Gene silencing is the process of "turning off" a gene, thereby preventing it from expressing in the form of protein production or other forms of expression. This process happens naturally in many cases for the purpose of regulating the expression of genes and preventing potential damage from viruses. Gene silencing is also an important laboratory technique, as disabling a gene is a highly effective way of determining the purpose of that gene. A gene may be silenced in a variety of different ways and through one of many different mechanisms — there is not just one way to prevent gene expression. It should be noted that silencing does not occur as a result of modification or damage to the gene itself — the gene remains intact and outside mechanisms prevent its expression.
Gene expression occurs when deoxyribonucleic acid (DNA) is converted to ribonucleic acid (RNA) through a process called transcription. The RNA is then converted to proteins, the primary functional units in cells that are involved in almost all cellular processes, through a process called translation. This process can occur at a transcriptional or a post-transcriptional level, meaning that it can interfere with the process of transcription or with some later process that leads to gene expression. The gene itself is not affected, but the various steps that lead up to expression are not allowed to run to completion.

== Actions to take ==
a: Please list every purpose the gene silencing text gives for silencing a gene.
b: Continue the gene silencing text from its final sentence.
The material after this point comes from a different source than the gene silencing text.

== Dataset section ==
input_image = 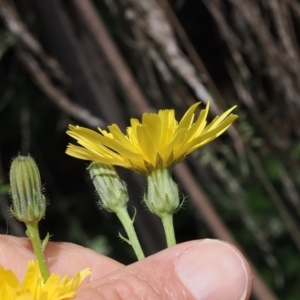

== Answers given ==
a:
- Regulating the expression of genes
- Preventing potential damage from viruses
- Determining the purpose of a gene, as a laboratory technique

b:
There are many different transcriptional and post-transcriptional processes that can lead to gene silencing. One transcriptional gene silencing process is referred to as DNA methylation. Methylation involves attaching a methyl group to certain points on a nucleic acid strand and can, based on the circumstances, have a variety of different effects, some of which prevent transcription. RNA interference, or RNAi, is a common method of post-transcriptional gene silencing. In RNAi, small RNA molecules enter into a protein complex that cleaves specific RNA strands, preventing them from being translated to protein, thereby preventing gene expression.
RNAi and other methods are commonly used in biology laboratories to induce the process for the purpose of studying the effects of various genes. Disabling a gene and observing the changes is one valuable way to determine the exact purpose of a given gene. If, for instance, silencing a gene results in organisms without eye pigmentation, one can be reasonably confident that that gene has something to do with eye pigmentation. In many cases, however, laboratory gene silencing kills the organism of interest or causes no noticeable effect, making further research necessary.